(Supplied data)

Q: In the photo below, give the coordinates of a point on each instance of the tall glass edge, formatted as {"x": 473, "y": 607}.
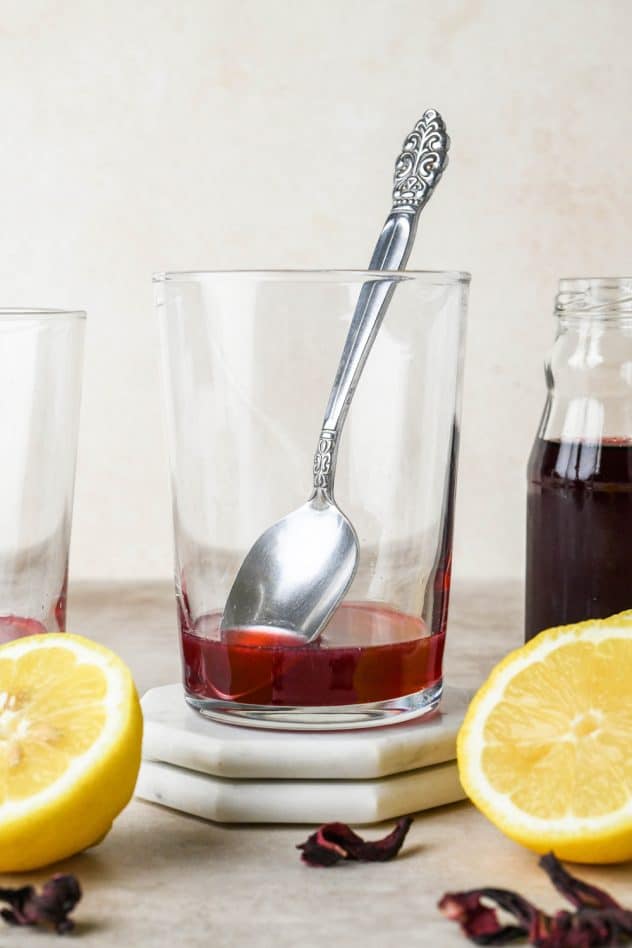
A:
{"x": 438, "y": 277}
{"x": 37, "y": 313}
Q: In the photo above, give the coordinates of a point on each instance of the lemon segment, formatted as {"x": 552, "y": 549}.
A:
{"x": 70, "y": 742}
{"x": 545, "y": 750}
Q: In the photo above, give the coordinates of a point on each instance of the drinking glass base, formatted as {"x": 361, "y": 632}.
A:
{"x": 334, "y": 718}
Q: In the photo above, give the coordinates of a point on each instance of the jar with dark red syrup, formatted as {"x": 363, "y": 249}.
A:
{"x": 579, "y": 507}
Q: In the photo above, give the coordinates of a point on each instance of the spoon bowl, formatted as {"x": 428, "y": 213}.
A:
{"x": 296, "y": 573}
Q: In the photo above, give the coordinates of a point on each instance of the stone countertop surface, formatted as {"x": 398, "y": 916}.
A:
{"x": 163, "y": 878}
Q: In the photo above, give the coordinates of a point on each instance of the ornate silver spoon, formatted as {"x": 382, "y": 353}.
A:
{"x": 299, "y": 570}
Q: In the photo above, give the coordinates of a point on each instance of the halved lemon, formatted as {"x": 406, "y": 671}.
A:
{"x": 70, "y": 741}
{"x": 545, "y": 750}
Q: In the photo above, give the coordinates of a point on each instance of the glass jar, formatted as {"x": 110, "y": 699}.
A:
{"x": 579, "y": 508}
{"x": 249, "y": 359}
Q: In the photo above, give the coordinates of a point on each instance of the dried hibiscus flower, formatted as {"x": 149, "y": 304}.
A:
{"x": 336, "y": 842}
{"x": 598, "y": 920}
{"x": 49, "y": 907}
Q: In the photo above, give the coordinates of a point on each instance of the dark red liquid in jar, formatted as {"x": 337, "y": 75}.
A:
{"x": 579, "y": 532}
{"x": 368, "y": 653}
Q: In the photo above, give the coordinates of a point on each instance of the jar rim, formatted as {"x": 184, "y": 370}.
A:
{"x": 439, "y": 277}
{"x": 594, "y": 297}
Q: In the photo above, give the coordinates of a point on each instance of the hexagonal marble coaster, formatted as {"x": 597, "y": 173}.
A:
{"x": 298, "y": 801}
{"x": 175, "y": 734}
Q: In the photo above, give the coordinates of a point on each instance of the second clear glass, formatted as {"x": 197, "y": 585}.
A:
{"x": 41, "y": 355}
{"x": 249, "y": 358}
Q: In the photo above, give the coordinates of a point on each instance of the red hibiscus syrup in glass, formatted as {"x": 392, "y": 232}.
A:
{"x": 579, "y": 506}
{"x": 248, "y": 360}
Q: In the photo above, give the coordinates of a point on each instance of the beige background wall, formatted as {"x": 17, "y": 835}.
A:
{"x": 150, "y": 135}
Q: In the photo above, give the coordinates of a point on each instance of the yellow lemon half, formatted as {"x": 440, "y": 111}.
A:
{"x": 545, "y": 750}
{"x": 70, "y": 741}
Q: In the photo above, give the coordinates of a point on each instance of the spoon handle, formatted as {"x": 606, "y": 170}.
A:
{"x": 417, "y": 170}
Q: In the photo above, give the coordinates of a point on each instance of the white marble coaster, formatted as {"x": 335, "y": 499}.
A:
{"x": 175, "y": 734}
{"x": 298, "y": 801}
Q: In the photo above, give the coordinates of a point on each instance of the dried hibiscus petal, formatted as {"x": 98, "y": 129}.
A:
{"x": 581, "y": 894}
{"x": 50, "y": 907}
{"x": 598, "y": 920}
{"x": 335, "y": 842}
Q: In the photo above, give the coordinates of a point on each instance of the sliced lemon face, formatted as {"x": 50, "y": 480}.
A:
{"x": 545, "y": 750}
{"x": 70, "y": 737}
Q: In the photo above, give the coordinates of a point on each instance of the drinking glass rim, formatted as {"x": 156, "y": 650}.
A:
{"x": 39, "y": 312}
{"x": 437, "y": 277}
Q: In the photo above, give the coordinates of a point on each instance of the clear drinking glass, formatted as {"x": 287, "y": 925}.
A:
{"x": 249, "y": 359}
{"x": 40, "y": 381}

...

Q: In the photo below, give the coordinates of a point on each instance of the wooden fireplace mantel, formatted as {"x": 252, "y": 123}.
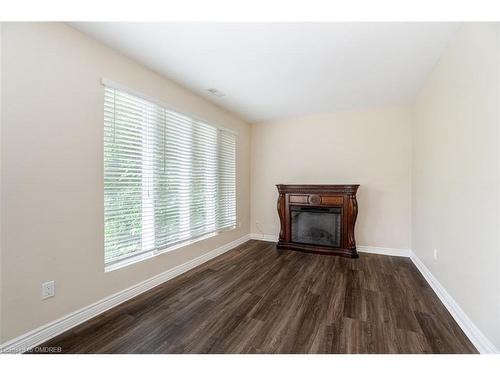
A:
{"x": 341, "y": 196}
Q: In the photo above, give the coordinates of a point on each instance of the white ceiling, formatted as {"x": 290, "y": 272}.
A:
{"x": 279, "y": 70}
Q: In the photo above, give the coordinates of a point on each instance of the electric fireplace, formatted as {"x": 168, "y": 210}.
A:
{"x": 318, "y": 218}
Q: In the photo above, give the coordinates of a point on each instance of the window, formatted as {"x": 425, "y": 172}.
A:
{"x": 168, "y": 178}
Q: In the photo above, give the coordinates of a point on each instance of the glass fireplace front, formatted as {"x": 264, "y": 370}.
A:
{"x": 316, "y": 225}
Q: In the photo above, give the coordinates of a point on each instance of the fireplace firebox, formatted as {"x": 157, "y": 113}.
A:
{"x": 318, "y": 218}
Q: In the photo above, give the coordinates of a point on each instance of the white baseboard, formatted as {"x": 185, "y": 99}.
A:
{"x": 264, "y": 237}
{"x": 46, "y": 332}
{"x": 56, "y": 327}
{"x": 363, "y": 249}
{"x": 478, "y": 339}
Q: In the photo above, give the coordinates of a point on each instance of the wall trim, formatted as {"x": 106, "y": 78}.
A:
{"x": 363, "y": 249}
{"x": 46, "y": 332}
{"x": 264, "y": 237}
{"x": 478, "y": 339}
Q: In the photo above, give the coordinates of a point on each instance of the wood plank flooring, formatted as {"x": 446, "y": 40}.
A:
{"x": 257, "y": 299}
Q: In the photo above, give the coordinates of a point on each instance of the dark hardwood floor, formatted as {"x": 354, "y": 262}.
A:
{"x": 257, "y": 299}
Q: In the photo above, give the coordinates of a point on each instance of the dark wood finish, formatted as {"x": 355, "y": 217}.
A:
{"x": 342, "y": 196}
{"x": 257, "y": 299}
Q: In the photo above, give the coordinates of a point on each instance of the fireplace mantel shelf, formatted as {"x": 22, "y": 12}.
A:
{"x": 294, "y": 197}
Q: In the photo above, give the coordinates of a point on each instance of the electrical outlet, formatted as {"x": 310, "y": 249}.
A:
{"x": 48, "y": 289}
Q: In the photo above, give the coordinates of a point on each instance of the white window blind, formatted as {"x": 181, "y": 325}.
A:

(Task directions)
Count, in the listing, each line that holds the string "drinking", then give the count and nothing else.

(Response below)
3